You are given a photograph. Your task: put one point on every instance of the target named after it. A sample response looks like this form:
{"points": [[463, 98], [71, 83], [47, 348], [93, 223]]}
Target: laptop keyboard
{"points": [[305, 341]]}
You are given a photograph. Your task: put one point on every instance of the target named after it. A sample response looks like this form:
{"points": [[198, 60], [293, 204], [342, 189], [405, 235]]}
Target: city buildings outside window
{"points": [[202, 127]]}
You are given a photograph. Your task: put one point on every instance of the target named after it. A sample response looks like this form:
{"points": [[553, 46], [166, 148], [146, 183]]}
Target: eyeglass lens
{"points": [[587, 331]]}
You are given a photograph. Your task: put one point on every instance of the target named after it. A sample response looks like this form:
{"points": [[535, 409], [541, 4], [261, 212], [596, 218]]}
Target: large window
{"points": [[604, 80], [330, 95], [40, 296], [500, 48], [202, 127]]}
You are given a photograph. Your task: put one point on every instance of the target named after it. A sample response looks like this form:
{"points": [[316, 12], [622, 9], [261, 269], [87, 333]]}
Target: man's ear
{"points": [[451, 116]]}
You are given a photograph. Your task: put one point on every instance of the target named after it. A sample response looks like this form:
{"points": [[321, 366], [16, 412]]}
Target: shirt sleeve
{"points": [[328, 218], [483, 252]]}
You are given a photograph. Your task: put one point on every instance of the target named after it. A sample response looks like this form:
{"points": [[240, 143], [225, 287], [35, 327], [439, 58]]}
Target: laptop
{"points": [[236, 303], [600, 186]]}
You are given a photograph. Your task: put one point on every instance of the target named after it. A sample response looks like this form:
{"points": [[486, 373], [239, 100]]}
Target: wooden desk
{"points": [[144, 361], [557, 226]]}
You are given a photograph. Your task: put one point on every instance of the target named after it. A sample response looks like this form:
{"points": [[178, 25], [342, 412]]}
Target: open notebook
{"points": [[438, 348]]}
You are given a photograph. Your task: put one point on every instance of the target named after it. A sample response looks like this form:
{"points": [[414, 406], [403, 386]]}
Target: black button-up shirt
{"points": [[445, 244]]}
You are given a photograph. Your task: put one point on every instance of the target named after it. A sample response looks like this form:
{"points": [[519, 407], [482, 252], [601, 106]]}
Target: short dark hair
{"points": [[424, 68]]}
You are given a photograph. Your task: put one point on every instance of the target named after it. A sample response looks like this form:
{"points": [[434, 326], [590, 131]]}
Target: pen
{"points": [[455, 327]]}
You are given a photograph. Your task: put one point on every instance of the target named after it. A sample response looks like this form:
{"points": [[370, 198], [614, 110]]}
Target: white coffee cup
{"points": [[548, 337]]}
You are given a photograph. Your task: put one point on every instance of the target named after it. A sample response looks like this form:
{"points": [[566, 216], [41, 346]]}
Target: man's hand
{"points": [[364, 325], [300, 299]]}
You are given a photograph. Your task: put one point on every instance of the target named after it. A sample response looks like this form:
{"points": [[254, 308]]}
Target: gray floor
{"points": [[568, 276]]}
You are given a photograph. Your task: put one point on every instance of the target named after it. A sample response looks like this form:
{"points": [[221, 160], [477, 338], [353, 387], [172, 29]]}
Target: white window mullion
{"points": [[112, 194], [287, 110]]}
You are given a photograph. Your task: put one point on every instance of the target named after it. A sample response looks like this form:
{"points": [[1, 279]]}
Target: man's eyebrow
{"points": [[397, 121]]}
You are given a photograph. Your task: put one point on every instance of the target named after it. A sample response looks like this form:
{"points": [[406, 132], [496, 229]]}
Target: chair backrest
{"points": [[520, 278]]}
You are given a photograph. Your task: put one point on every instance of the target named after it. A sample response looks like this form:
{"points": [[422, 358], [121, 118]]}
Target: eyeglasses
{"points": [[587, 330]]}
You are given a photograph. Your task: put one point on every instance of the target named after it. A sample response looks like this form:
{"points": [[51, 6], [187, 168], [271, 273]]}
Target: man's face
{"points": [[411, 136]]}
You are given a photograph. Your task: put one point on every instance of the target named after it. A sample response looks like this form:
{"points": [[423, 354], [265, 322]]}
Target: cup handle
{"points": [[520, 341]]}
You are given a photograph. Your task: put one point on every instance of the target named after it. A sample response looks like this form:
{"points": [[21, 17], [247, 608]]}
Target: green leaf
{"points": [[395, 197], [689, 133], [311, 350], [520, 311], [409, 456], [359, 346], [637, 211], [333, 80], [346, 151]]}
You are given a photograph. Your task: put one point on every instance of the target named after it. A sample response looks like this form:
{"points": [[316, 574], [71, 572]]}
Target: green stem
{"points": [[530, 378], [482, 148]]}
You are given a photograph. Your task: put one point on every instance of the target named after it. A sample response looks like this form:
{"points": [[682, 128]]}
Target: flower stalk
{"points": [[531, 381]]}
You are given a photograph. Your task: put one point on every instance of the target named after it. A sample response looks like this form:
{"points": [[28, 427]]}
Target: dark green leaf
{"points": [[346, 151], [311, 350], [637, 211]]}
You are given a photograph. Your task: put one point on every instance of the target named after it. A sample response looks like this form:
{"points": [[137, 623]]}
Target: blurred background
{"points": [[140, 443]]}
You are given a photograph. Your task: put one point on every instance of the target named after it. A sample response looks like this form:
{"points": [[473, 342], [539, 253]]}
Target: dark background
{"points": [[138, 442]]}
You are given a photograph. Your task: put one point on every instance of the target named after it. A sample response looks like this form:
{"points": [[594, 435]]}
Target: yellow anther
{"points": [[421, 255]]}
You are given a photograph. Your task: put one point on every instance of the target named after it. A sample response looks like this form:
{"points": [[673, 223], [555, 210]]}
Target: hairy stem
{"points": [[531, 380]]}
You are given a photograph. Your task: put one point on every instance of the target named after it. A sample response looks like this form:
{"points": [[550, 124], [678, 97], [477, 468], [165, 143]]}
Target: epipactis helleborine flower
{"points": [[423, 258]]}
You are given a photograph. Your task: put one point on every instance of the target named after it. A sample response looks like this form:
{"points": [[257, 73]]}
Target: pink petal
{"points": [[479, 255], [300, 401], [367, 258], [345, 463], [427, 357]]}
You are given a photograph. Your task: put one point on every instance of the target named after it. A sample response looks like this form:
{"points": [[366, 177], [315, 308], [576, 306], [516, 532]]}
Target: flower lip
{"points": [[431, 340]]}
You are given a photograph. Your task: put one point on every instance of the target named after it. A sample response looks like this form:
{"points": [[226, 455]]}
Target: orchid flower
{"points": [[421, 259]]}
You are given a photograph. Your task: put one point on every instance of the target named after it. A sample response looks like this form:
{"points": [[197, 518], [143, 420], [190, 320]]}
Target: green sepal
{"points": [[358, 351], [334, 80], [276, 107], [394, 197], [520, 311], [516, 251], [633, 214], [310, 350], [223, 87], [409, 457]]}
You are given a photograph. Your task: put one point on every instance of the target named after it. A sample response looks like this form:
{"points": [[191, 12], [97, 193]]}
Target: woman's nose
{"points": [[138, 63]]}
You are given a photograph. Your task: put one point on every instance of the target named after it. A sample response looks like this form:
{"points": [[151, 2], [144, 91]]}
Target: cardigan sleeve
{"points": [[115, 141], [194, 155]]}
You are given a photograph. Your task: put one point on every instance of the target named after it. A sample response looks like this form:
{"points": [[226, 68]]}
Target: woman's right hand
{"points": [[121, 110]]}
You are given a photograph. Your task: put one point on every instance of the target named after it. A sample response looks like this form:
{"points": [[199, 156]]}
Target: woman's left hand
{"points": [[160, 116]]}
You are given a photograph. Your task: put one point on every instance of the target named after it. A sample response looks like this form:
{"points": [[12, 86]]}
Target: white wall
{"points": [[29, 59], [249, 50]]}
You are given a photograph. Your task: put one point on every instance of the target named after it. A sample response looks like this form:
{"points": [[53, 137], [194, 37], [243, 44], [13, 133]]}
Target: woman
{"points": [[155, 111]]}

» **To do**: Would you write out the data exactly as it reads?

» **Written solution**:
You are given a photograph. Your task: put one point on every instance of the target named after it. A sample response looks like this form:
{"points": [[463, 98], [71, 83], [47, 348], [93, 223]]}
Target: laptop keyboard
{"points": [[305, 341]]}
You are given a photograph. Your task: put one point on every instance of the target named after it. A sample response looks like this form:
{"points": [[198, 60], [293, 204], [342, 189], [405, 235]]}
Target: city buildings outside window
{"points": [[202, 127]]}
You are given a photograph. Your task: put one point on every instance of the target named after it. A sample response looks like this form:
{"points": [[553, 46], [166, 148], [146, 183]]}
Target: eyeglass lens
{"points": [[587, 331]]}
You are given a photograph. Your task: put one point on every instance of the target named after it. A sample response looks like this form:
{"points": [[535, 409], [541, 4], [261, 212], [596, 218]]}
Target: large window
{"points": [[604, 80], [330, 95], [40, 296], [500, 48], [202, 127]]}
You are given a photograph. Your task: put one point on every instance of the target named after it. A sample response looks like this form:
{"points": [[316, 12], [622, 9], [261, 269], [87, 333]]}
Target: man's ear
{"points": [[451, 116]]}
You are given a photograph. Your task: put one point on every instance of the target named after it. A sample response looks like this form:
{"points": [[321, 366], [16, 412]]}
Target: shirt sleeve
{"points": [[328, 218], [483, 252]]}
You are given a photograph. Your task: put one point on every instance of the target named after it. A sample response looks like this form:
{"points": [[240, 143], [225, 287], [35, 327], [439, 58]]}
Target: laptop
{"points": [[236, 303], [600, 186]]}
You are given a photograph. Your task: put one point on every instance of the target named after it. A sample response looks like this form:
{"points": [[486, 373], [239, 100]]}
Target: wooden desk
{"points": [[144, 361], [557, 226]]}
You are given a photograph. Your task: put one point on every instance of the target named after it. A sample response looks like this form:
{"points": [[178, 25], [342, 412]]}
Target: open notebook
{"points": [[438, 348]]}
You are given a photograph. Your task: put one point on every instance of the target named after it. A sample response looks like this form:
{"points": [[414, 406], [403, 386]]}
Target: black button-up shirt
{"points": [[445, 244]]}
You are given a photograph. Your task: put one point on every instance of the target named after it. A sample response looks like this form:
{"points": [[519, 407], [482, 252], [601, 106]]}
Target: short dark hair
{"points": [[424, 68]]}
You are given a photograph. Your task: put one point on every instance of the target named after it. A sample response looks like this form:
{"points": [[434, 326], [590, 131]]}
Target: pen
{"points": [[455, 327]]}
You are given a photograph. Your task: put one point on every instance of the target named after it. A sample response looks like this form:
{"points": [[370, 198], [614, 110]]}
Target: white coffee cup
{"points": [[548, 337]]}
You are given a photograph. Your task: put one point on every instance of the target named after it. A sample response looks like this form:
{"points": [[566, 216], [41, 346]]}
Target: man's hand
{"points": [[364, 325], [300, 299]]}
You are given a photograph. Your task: put one point on every instance of the target named after it. A sample response looks like this form:
{"points": [[254, 308]]}
Target: gray floor
{"points": [[568, 276]]}
You are given a photograph. Your task: put one point on every instance of the target named after it. A sample response looks like this form:
{"points": [[221, 160], [477, 338], [353, 387], [172, 29]]}
Target: white window mullion
{"points": [[112, 194], [287, 110]]}
You are given a photograph. Your task: put one point on every instance of the target named after it. A sample response looks like this form:
{"points": [[1, 279]]}
Target: man's eyebrow
{"points": [[397, 121]]}
You are given a photograph. Your task: put one point on every instance of the target named after it. A sample response looks like this form:
{"points": [[406, 132], [496, 229]]}
Target: chair backrest
{"points": [[520, 278]]}
You are given a photograph. Your task: put one point on every instance of the target named after it. A sample response looks like this form:
{"points": [[422, 358], [121, 118]]}
Target: eyeglasses
{"points": [[587, 330]]}
You are given a photograph. Your task: put one point on every instance of the target named after it. A sample response looks like this form:
{"points": [[51, 6], [187, 168], [271, 273]]}
Target: man's face
{"points": [[411, 136]]}
You are given a photograph. Your task: put one point on every instance of the target named after it. A sample response looks like this form:
{"points": [[423, 354], [265, 322]]}
Target: cup handle
{"points": [[520, 341]]}
You are given a photograph. Your task: put one point on every instance of the target named after it. A sample response looks like this form:
{"points": [[21, 17], [247, 608]]}
Target: green leaf
{"points": [[395, 197], [689, 133], [311, 350], [520, 311], [409, 456], [359, 346], [637, 211], [333, 80], [346, 151]]}
You are given a photograph. Your task: put one point on every instance of the target named after it. A sample response looks like this form:
{"points": [[316, 574], [71, 572]]}
Target: green stem
{"points": [[530, 378], [482, 148]]}
You are given a photograph. Your task: put one point on every instance of the target named after it. A sample response looks like this form:
{"points": [[682, 128]]}
Target: flower stalk
{"points": [[531, 381]]}
You are given a photograph. Your task: put one point on every instance of the target named after it. A sample response looks like this form:
{"points": [[28, 427]]}
Target: dark green leaf
{"points": [[346, 151], [311, 350], [637, 211]]}
You are given a photograph. Your task: put one point on every instance of the target named after it. A sample response looks like this form:
{"points": [[137, 623]]}
Target: blurred background
{"points": [[140, 443]]}
You are given a photograph. Your task: put one point on every instance of the target named after it. A sample response looks like this form:
{"points": [[473, 342], [539, 253]]}
Target: dark background
{"points": [[138, 442]]}
You are given a photograph. Your task: put one point on every instance of the target named after it. A sample response looks like this form:
{"points": [[594, 435]]}
Target: yellow anther
{"points": [[421, 255]]}
You are given a photograph. Your task: put one point on every instance of the target named after it. A sample response looks like this form:
{"points": [[673, 223], [555, 210]]}
Target: hairy stem
{"points": [[531, 380]]}
You are given a photograph. Your task: put one point on every instance of the target named after it. A sample response looks like this form:
{"points": [[550, 124], [678, 97], [477, 468], [165, 143]]}
Target: epipactis helleborine flower
{"points": [[423, 258]]}
You are given a photograph. Your task: put one point on every instance of the target named after it. A sample response looks like this form:
{"points": [[257, 73]]}
Target: pink petal
{"points": [[479, 255], [300, 401], [367, 258], [345, 463], [427, 357]]}
You are given a photograph. Your task: put one point on every instance of the target named after it. A sample response looks like this form:
{"points": [[366, 177], [315, 308], [576, 306], [516, 532]]}
Target: flower lip
{"points": [[431, 340]]}
You are given a photograph. Your task: put one point on every instance of the target named after it. A sample response looks like this form:
{"points": [[226, 455]]}
Target: orchid flower
{"points": [[421, 259]]}
You are given a photograph. Your task: put one point on every instance of the target named after it. A sample response looks like this form:
{"points": [[197, 518], [143, 420], [190, 320]]}
Target: green sepal
{"points": [[358, 351], [334, 80], [276, 107], [394, 197], [520, 311], [516, 251], [633, 214], [310, 350], [223, 87], [409, 457]]}
You are given a photograph. Your task: put one point on every instance of the target named after it. A sample response looks like this form:
{"points": [[191, 12], [97, 193]]}
Target: woman's nose
{"points": [[138, 63]]}
You are given a photograph. Your task: put one point on every instance of the target named after it. A sample response looks like this form:
{"points": [[151, 2], [144, 91]]}
Target: cardigan sleeve
{"points": [[115, 141], [194, 155]]}
You are given a photograph. Your task: put one point on every instance of the target named after it. A sample response looks like this form:
{"points": [[226, 68]]}
Target: woman's right hand
{"points": [[121, 110]]}
You are given a photograph. Your task: put one point on every instance of the target named after it. A sample response looks like this form:
{"points": [[199, 156]]}
Target: woman's left hand
{"points": [[160, 116]]}
You are given a photograph. Your task: put one point on every instance of the target named after it. A sample response looks like this form:
{"points": [[12, 86]]}
Target: white wall
{"points": [[29, 59], [249, 50]]}
You are given a photograph. Your task: put one point on every instance of the target named after it. A sample response looks like this form:
{"points": [[53, 137], [194, 37], [243, 44], [13, 133]]}
Target: woman
{"points": [[155, 111]]}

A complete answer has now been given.